## DIRECTION:
Reproduce the material below word for word, keeping every line.
------------------------------------------------------------
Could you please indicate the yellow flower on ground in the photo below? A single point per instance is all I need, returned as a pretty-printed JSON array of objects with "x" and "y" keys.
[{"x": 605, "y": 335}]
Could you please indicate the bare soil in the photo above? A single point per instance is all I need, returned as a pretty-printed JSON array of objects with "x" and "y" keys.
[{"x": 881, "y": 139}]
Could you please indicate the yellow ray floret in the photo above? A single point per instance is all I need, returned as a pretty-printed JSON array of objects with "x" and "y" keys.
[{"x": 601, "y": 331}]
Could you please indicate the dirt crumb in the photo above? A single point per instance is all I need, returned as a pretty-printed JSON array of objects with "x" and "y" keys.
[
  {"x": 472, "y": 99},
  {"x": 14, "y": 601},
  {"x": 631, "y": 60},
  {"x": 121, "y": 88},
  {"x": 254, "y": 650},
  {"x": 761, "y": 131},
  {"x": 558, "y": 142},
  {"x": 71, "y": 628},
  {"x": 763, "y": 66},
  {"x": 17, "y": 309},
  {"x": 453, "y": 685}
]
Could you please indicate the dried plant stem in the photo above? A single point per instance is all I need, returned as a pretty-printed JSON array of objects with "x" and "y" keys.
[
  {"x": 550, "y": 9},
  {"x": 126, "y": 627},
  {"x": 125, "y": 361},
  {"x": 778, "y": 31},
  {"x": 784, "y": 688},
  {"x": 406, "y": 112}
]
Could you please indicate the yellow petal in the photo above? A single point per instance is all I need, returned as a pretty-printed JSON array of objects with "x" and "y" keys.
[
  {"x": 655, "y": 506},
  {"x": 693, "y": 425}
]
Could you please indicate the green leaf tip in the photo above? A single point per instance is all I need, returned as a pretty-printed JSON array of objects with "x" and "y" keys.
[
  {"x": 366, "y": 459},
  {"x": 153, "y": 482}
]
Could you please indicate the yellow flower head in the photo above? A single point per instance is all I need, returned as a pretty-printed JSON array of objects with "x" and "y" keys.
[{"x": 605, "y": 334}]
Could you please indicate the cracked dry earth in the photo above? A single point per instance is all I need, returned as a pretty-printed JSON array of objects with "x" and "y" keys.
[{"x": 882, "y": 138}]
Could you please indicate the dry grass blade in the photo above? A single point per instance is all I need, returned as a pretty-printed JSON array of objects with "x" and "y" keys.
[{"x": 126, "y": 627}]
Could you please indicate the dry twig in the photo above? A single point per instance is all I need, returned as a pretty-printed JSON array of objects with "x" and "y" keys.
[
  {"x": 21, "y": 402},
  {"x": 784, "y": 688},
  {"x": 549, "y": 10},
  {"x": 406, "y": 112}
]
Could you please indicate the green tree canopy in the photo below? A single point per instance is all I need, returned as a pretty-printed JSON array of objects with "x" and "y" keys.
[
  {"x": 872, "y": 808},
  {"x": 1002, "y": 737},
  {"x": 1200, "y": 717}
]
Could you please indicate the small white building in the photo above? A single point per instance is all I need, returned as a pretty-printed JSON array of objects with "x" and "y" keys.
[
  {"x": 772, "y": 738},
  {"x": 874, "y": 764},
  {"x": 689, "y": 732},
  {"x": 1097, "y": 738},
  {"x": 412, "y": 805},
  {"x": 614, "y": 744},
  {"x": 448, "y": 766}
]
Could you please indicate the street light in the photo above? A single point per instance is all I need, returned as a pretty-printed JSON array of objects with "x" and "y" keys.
------------------------------------------------------------
## THE RESPONSE:
Could you please indicate the yellow flower on ground in the photo below? A single point per instance is all I need, returned as a pretty-printed JSON array of objects with "x" and "y" keys.
[{"x": 605, "y": 335}]
Could you please indicate the bare soil in the photo above? A single point per instance is all I need, returned as a pretty-printed JSON array of objects with "x" and "y" keys.
[{"x": 881, "y": 139}]
Could you please indicate the yellow ray floret in the photo above? A single point per instance is all I need, returned as a pretty-printed JSON array of objects with "x" and "y" keys.
[{"x": 601, "y": 331}]
Could you please indicate the dirt crumb in the photo above? A single point per instance is all I need, returned as a pretty-printed JSON array of objects with "x" and "y" keys.
[
  {"x": 472, "y": 99},
  {"x": 14, "y": 601},
  {"x": 631, "y": 60},
  {"x": 121, "y": 88},
  {"x": 254, "y": 650},
  {"x": 761, "y": 131},
  {"x": 558, "y": 142},
  {"x": 71, "y": 628},
  {"x": 763, "y": 66},
  {"x": 17, "y": 309},
  {"x": 453, "y": 685}
]
Could you please indicate the dried plant stem in the photo above? A single point per instance is all I need, returned as a pretty-printed JSON array of objects with "x" and "y" keys.
[
  {"x": 550, "y": 9},
  {"x": 126, "y": 627},
  {"x": 125, "y": 361},
  {"x": 778, "y": 31},
  {"x": 784, "y": 688},
  {"x": 406, "y": 112}
]
Could you please indicate the yellow petal in the photo above? A single point per instance is all I need, returned as a pretty-printed JSON array of objects with "x" and "y" keys.
[
  {"x": 655, "y": 506},
  {"x": 693, "y": 425}
]
Could you please indicate the green leaf tip in the photo above? A single point per instance is all I need, returned as a pretty-printed JSON array of objects with "x" and "y" keys.
[
  {"x": 366, "y": 459},
  {"x": 153, "y": 482}
]
Could you please indicate the yellow flower head in the photo above? A single point per instance is all I need, returned as a pretty-printed JSON array of objects with "x" and "y" keys.
[{"x": 605, "y": 334}]
Could you please indicate the cracked dry earth in the photo above? A single point per instance is all I need, returned as a pretty-printed JSON array of objects with "x" and "y" keys.
[{"x": 882, "y": 138}]
Could you please indicate the dry grass blade in the photo above? A single point per instance is all I need, returned as a pretty-printed JSON array of objects with "x" and "y" keys.
[{"x": 126, "y": 627}]
Could you please indicate the dry twig in the photo above? A single point per instance is all I need, returned as a pretty-printed JSON array of objects with "x" and "y" keys.
[
  {"x": 21, "y": 402},
  {"x": 784, "y": 688},
  {"x": 549, "y": 10},
  {"x": 406, "y": 112}
]
Could you please indicate the green tree canopy in the photo below? A single point per instance is all I need, returned as a pretty-printed JSON array of objects with "x" and "y" keys.
[
  {"x": 872, "y": 808},
  {"x": 1002, "y": 737},
  {"x": 1200, "y": 717}
]
Could you please indicate the small white building in the photo above? A single point per instance is all I need, returned as a pretty-printed JSON array of objects with "x" and "y" keys.
[
  {"x": 772, "y": 738},
  {"x": 874, "y": 764},
  {"x": 689, "y": 732},
  {"x": 1097, "y": 738},
  {"x": 412, "y": 805},
  {"x": 614, "y": 744},
  {"x": 448, "y": 766}
]
Could you please indicate the street light in the photo above? A single point per instance is all I need, returned as a pretty-printed JSON array of objects with "x" and "y" keys.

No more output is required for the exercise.